--- Start RECORD EXCERPTS ---

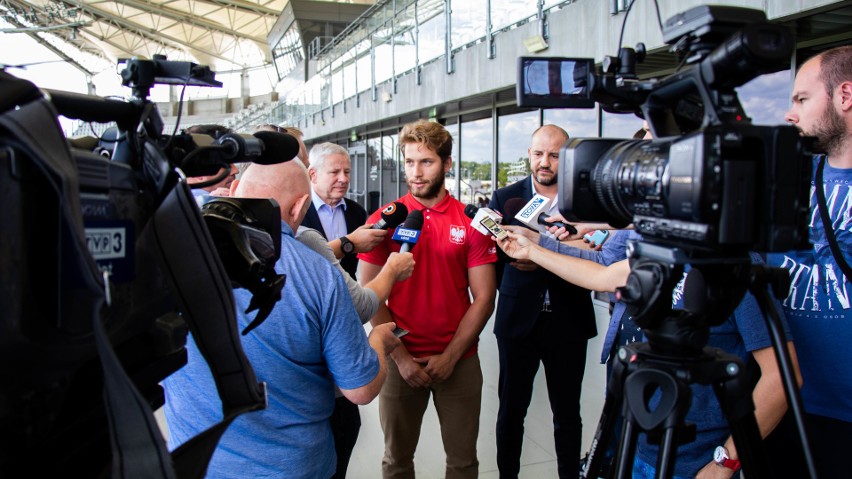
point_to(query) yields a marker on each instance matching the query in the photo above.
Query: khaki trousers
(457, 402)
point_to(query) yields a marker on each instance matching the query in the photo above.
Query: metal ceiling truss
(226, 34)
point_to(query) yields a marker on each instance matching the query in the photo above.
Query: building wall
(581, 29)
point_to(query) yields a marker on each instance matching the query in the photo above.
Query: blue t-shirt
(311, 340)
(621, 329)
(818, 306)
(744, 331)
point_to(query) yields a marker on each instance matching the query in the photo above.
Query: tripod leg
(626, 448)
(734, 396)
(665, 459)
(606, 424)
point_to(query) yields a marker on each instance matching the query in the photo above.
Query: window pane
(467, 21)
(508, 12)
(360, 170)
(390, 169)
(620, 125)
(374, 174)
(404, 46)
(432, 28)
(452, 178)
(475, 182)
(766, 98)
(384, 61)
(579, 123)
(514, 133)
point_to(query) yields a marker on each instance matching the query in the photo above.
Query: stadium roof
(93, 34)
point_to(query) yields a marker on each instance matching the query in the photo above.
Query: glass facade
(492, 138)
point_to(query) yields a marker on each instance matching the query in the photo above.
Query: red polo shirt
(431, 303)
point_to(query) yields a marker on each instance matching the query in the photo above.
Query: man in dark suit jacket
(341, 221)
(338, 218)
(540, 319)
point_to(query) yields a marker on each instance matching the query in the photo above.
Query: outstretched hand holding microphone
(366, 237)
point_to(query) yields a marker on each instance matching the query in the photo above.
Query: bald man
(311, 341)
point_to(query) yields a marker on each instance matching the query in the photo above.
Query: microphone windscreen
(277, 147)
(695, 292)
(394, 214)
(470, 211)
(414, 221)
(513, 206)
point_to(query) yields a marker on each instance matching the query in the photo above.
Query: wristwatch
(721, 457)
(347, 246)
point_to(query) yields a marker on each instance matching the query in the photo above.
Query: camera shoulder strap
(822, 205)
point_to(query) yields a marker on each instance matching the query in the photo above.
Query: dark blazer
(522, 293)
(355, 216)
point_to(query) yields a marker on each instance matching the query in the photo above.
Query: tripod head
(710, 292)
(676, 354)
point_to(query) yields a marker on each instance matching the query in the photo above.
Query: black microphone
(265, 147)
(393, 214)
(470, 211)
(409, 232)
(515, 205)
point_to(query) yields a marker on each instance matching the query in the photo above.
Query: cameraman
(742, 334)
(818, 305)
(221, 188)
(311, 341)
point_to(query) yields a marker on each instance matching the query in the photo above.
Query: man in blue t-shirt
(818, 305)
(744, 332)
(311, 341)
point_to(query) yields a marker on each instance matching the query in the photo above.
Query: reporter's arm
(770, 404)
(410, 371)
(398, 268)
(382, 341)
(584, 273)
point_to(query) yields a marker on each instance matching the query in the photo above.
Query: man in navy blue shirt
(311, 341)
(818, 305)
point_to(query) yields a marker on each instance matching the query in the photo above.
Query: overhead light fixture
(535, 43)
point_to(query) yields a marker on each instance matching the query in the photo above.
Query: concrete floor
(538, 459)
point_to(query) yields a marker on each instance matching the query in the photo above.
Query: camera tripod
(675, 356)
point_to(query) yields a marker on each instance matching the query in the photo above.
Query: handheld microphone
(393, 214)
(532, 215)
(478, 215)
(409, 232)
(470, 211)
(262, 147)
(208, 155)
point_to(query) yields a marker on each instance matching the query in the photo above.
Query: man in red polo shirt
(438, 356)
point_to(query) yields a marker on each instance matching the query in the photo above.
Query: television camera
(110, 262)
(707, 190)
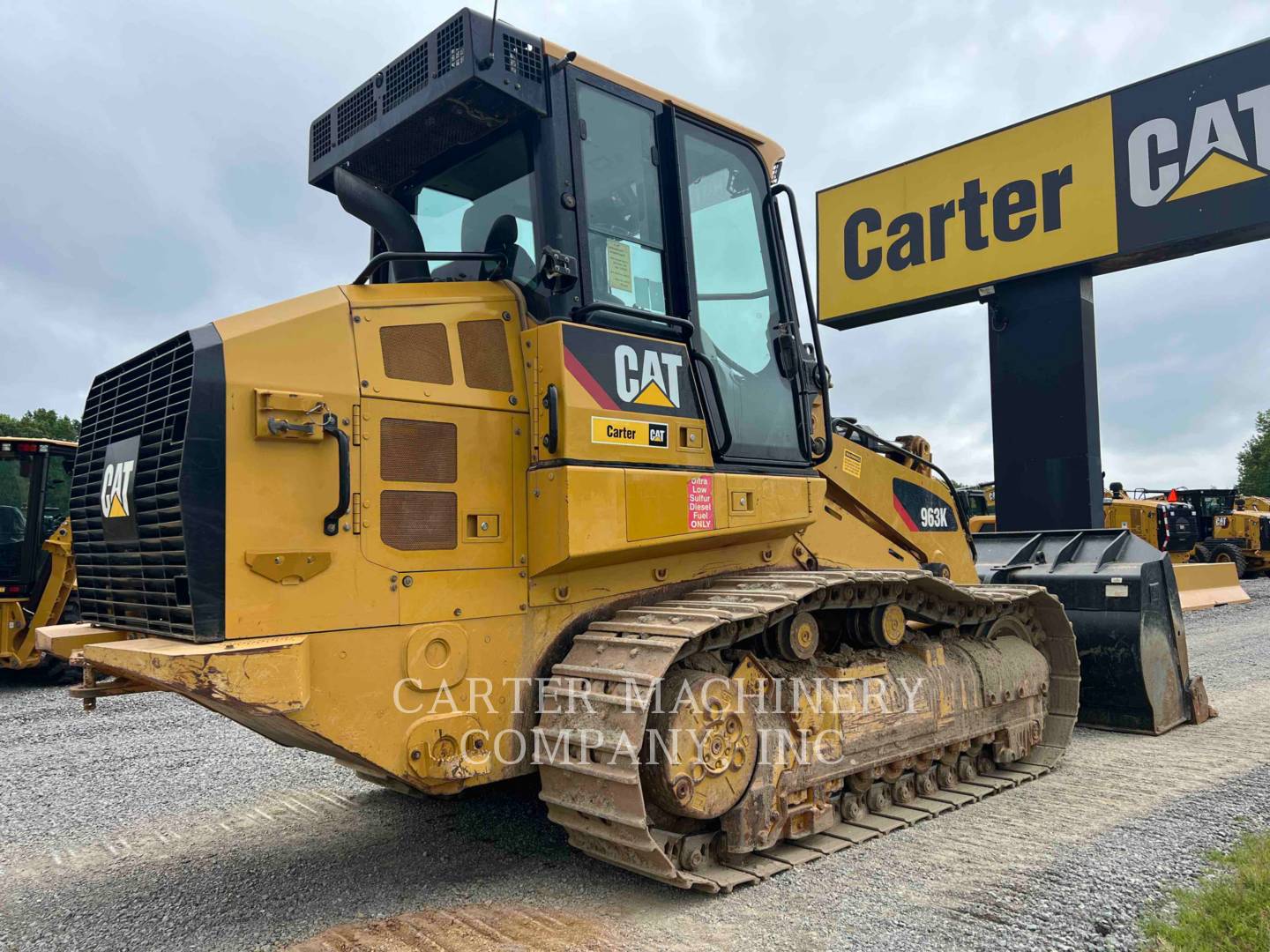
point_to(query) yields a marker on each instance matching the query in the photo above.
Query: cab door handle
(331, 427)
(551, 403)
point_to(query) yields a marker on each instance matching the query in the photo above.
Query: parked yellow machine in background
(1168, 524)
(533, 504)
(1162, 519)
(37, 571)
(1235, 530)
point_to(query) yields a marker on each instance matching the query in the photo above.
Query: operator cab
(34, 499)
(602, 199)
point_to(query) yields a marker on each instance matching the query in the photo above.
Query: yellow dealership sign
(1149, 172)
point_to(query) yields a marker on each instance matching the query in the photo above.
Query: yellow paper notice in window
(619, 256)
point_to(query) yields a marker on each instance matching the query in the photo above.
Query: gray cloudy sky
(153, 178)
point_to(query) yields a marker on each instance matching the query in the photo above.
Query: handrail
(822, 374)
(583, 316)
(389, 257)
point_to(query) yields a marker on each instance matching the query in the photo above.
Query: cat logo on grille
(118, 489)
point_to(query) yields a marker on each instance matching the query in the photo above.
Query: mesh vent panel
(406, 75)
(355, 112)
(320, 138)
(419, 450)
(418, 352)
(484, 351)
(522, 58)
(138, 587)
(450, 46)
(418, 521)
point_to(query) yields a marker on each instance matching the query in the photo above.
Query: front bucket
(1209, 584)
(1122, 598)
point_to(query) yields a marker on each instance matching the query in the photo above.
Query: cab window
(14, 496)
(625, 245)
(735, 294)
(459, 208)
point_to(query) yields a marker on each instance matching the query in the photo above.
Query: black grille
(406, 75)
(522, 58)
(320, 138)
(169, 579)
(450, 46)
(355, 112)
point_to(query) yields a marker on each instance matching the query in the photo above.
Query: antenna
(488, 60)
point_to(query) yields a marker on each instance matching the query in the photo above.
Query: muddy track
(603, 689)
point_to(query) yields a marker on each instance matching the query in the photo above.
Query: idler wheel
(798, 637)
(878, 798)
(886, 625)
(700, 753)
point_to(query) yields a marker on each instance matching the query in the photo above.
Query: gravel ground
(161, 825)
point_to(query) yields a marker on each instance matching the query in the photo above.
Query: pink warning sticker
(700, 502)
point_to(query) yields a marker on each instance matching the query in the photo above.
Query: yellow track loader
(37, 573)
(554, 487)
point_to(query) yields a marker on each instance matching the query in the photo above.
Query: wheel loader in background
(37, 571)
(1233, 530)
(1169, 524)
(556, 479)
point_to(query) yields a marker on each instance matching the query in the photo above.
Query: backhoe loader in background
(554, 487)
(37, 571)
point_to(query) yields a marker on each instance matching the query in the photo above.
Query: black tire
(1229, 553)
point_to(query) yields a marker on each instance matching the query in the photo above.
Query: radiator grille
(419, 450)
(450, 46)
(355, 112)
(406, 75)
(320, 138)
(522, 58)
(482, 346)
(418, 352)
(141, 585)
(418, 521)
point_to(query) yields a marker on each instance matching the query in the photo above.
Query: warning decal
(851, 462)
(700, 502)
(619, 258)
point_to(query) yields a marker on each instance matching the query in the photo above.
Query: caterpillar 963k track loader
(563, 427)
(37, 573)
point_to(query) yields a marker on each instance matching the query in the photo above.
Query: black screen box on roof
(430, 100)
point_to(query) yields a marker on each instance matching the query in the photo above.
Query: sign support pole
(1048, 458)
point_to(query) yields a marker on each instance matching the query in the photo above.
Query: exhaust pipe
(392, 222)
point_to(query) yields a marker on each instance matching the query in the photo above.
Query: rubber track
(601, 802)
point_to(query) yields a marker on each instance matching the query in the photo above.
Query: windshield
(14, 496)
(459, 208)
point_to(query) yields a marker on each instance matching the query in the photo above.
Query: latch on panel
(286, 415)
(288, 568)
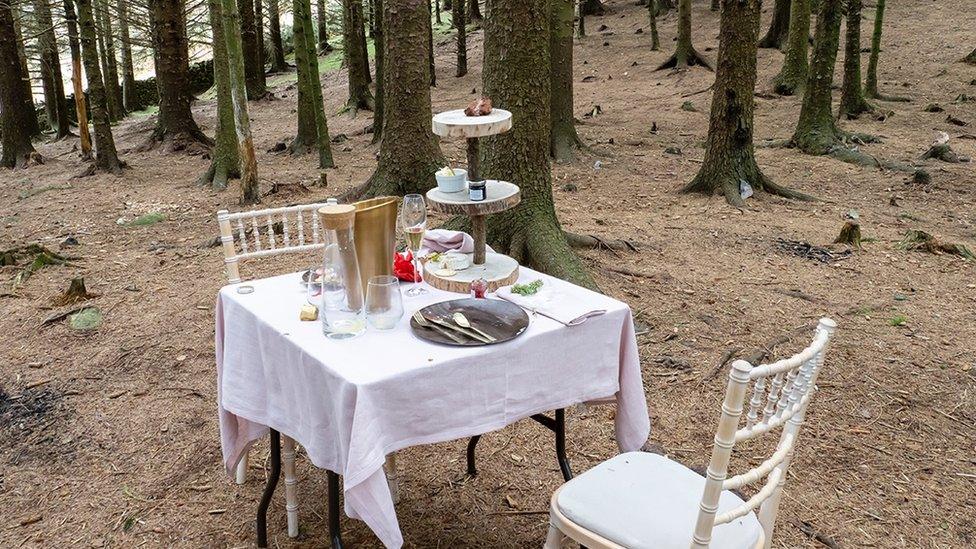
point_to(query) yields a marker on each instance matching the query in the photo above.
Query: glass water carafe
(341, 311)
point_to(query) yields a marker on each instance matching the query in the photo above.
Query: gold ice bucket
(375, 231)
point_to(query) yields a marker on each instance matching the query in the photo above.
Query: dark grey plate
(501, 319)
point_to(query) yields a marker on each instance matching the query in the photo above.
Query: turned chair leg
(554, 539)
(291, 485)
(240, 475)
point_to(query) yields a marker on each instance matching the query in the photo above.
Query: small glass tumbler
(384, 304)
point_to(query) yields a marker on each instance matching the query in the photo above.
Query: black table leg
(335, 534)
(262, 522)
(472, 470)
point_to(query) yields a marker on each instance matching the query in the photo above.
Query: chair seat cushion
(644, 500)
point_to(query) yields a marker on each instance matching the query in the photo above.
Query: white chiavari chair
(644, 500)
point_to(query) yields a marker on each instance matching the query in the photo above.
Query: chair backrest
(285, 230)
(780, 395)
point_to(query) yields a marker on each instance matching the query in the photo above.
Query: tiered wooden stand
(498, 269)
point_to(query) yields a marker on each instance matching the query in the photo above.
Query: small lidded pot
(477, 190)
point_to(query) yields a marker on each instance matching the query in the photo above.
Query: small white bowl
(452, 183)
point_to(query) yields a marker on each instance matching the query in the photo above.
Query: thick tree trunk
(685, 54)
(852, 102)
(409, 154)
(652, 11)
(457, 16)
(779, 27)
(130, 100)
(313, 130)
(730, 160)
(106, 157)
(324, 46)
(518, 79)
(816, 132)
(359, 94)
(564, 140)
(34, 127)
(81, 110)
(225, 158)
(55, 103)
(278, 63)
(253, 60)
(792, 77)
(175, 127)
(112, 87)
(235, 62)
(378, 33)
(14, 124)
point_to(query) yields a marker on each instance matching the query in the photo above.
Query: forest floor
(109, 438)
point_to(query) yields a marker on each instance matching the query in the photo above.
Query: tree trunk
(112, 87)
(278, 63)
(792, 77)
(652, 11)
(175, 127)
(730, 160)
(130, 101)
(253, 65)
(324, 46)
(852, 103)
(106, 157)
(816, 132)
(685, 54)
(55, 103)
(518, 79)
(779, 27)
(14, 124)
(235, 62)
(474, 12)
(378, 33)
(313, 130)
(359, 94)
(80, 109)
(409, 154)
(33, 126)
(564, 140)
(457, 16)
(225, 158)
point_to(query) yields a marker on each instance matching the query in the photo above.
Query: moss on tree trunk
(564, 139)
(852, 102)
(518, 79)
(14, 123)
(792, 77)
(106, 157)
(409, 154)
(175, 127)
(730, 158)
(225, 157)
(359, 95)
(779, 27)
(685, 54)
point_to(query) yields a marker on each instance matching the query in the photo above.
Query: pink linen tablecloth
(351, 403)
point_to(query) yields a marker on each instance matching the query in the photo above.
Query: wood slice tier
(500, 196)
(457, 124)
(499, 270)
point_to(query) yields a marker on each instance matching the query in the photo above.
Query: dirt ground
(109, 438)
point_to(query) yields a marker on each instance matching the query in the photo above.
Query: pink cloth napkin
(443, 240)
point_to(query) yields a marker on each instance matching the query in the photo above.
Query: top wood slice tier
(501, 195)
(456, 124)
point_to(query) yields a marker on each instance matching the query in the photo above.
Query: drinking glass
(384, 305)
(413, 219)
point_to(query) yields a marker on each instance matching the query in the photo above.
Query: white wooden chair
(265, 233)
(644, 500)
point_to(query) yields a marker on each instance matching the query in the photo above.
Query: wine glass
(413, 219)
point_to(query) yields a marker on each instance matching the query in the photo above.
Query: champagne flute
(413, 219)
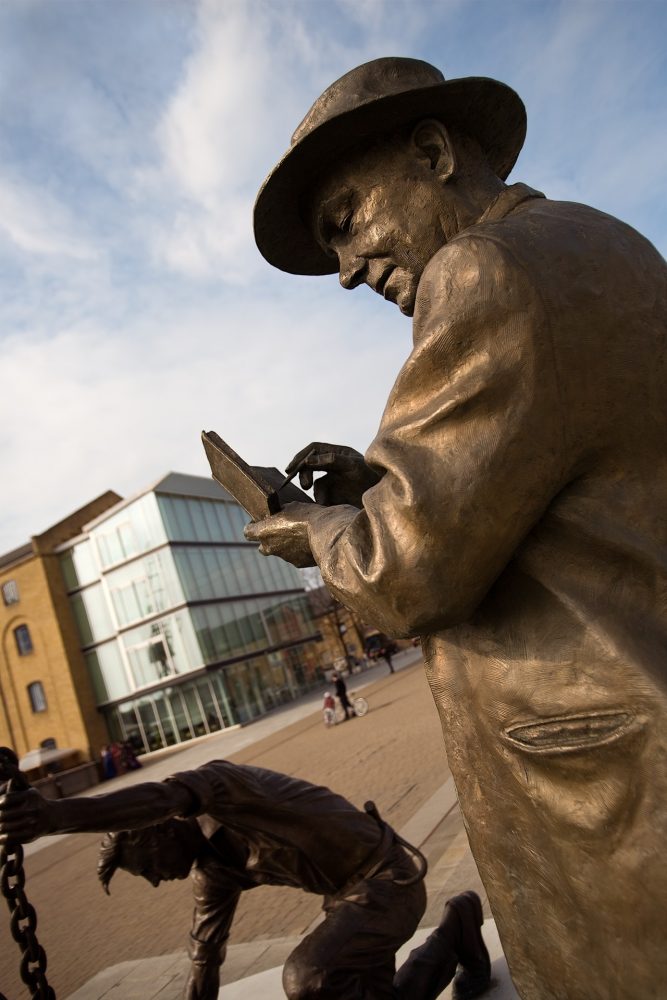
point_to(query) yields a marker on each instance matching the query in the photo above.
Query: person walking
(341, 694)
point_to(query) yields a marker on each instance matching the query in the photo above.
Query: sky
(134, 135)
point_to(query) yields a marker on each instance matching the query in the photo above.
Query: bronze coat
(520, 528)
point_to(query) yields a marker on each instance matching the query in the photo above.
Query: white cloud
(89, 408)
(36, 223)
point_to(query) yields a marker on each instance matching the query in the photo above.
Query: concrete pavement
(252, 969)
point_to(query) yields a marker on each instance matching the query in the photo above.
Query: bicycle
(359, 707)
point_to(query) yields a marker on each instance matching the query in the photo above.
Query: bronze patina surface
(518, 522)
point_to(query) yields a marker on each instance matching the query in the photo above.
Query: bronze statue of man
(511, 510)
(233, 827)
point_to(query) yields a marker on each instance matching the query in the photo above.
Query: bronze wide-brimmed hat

--- End RECORD EXCERPTS ---

* WRITTEN EXERCISE
Can you pick out every line in the listing above that contains the word "polo" and copy each of those lines in full?

* COMPLETE RESPONSE
Query: red polo shirt
Query: man in red polo shirt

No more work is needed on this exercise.